▶ _Task instructions_:
A: Revise the stretch from "I am just now" through "lipedema and lymphedema." of the post about lipedema and lymphedema, replacing "blog" with "website".
B: Write the next part of the post about lipedema and lymphedema, picking up after its final sentence.

About a month ago, I learned that I may have lymphedema, which means your lymphatic system is compromised or blocked in some way. Earlier this week, after visiting a local outpatient rehab lymphedema clinic, I learned that I have both lipedema *and* lymphedema.
Both manifested later in life; I’ll be 50 in December and so I didn’t notice any problems/symptoms until I was middle-aged. Up till then, nothing seemed amiss and everything looked and felt normal. In effect, I received unexpected news and it was a double whammy; not just one issue with my lymphatic and vascular system, but two. Neither can be cured, only managed.
I am just now learning about these diseases and they will be a part of my daily routine for the rest of my life. Since most people haven’t heard of them and don’t understand them, I wanted to share the experience with friends, family, and whoever else may find themselves in the situation I am now.
A friend of mine wanted to know more so she could understand, so I wrote the below-posted information to help explain it as best I could. Then I realized I might as well post this info on my blog to let people know about this new development in my life and to also inform those who may want to know or may need to know more about lipedema and lymphedema.

Referring expression pointing data
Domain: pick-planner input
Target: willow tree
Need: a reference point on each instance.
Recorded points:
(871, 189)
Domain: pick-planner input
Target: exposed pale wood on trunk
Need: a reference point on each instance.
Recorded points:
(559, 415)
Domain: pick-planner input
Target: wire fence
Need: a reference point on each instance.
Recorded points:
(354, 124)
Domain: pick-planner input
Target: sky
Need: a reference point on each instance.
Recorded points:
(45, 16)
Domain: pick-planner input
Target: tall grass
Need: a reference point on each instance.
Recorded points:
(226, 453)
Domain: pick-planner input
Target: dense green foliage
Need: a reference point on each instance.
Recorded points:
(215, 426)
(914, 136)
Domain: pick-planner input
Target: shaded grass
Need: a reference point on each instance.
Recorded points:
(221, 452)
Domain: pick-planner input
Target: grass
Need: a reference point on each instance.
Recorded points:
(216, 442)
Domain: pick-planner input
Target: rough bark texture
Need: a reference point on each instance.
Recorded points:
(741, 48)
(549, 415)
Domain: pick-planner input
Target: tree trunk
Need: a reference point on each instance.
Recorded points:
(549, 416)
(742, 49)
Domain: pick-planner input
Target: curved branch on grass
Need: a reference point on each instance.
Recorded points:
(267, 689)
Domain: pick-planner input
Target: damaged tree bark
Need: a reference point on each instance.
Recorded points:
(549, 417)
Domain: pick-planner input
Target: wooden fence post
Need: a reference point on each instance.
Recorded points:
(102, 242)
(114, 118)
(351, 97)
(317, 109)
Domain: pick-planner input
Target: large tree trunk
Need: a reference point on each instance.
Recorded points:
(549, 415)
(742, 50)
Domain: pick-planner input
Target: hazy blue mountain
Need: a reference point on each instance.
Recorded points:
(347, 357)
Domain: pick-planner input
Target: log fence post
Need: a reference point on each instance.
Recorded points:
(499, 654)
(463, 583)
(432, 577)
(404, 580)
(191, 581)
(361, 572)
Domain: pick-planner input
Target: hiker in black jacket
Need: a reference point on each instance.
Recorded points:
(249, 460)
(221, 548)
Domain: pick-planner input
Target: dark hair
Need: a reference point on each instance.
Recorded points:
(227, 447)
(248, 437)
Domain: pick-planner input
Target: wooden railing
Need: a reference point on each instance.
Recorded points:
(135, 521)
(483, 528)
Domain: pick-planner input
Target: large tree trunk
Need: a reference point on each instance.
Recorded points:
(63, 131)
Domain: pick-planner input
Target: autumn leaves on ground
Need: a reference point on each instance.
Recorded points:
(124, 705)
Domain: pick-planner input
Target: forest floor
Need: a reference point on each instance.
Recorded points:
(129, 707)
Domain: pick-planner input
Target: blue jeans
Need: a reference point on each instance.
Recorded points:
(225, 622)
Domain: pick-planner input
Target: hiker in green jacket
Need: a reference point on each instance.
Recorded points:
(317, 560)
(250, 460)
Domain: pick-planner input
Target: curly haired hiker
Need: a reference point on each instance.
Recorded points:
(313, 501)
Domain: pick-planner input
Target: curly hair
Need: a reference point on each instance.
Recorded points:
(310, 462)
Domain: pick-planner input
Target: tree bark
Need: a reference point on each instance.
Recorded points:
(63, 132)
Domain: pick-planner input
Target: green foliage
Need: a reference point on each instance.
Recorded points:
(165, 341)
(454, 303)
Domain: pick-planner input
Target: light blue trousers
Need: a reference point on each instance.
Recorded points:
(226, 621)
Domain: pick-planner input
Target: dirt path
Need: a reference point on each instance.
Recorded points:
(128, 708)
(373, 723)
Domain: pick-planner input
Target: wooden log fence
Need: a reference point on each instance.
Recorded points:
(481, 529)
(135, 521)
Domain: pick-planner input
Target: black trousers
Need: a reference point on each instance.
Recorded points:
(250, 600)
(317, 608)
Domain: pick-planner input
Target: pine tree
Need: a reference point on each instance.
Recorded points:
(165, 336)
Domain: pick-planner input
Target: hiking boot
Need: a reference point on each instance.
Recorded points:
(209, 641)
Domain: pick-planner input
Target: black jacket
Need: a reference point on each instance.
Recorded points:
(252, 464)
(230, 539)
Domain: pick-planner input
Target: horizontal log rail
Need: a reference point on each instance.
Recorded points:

▶ _Answer list_:
A:
I am just now learning about these diseases and they will be a part of my daily routine for the rest of my life. Since most people haven’t heard of them and don’t understand them, I wanted to share the experience with friends, family, and whoever else may find themselves in the situation I am now.
A friend of mine wanted to know more so she could understand, so I wrote the below-posted information to help explain it as best I could. Then I realized I might as well post this info on my website to let people know about this new development in my life and to also inform those who may want to know or may need to know more about lipedema and lymphedema.

B:
As I told my friend Mari on Facebook, “Lipedema is rare and it’s not caused by what you eat or how much you weigh. Overeating or improper nutrition do not cause it; therefore, losing weight or restricting calories will not affect the diseased tissue/fluid. In fact, I can attest to this, since I’ve lost well over 50 lbs over the past few years. It does not matter at all. Anorexics can get lipedema, in fact. So when you say ‘care for your body,’ that care means keeping the skin moisturized and protected so bacteria can’t get in dry or cracked skin or feet. Otherwise you can get cellulitis, and that can be deadly. About 27,000 people a year die from that.
Second, the lymphatic system only moves one way—up. That means blockages or a compromised system can’t move the lymphatic fluid properly, and that’s a big problem! So, care also includes getting the fluid moving through special massage techniques, as well as compression to keep the lymph from settling in the lower limbs where infection can develop.
Manual lymph drainage is necessary (for a person like me who has lipedema and lymphedema as well.) The vascular system and lymphatics are compromised or damaged. Penrose rehab wants me to come in for manual drainage twice a week, but they aren’t sure if our health insurance will cover it. They recommend twice a week for that, and compression garments and bandaging daily, from the time I get up to the time I go to bed (at least 12 hours a day). If insurance doesn’t cover the therapy, then it’s likely I’ll have to try and learn how to do it myself (and I’d prefer an expert with years of training do it instead, if possible.)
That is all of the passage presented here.